▶ [Rows]
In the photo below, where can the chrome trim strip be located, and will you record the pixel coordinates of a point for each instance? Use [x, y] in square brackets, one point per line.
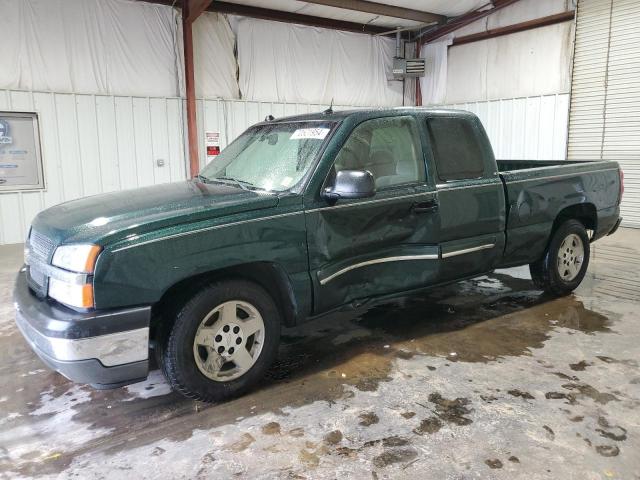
[55, 272]
[445, 186]
[206, 229]
[468, 250]
[368, 202]
[551, 177]
[376, 261]
[111, 349]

▶ [Given problem]
Turn every line of the records above into a Markdown table with the columns "Row" and "Line," numbering each row and skipping blank lines. Leave the pictures out.

▶ [Output below]
| Row | Line |
|---|---|
| 1 | In the photo below, where can the chrome trim strip be located, and will you record the pixel coordinates of a point for each instance? Use [x, y] in square brackets, one point per line. |
| 2 | [55, 272] |
| 3 | [445, 186] |
| 4 | [206, 229] |
| 5 | [468, 250] |
| 6 | [368, 202] |
| 7 | [551, 177] |
| 8 | [376, 261] |
| 9 | [111, 349] |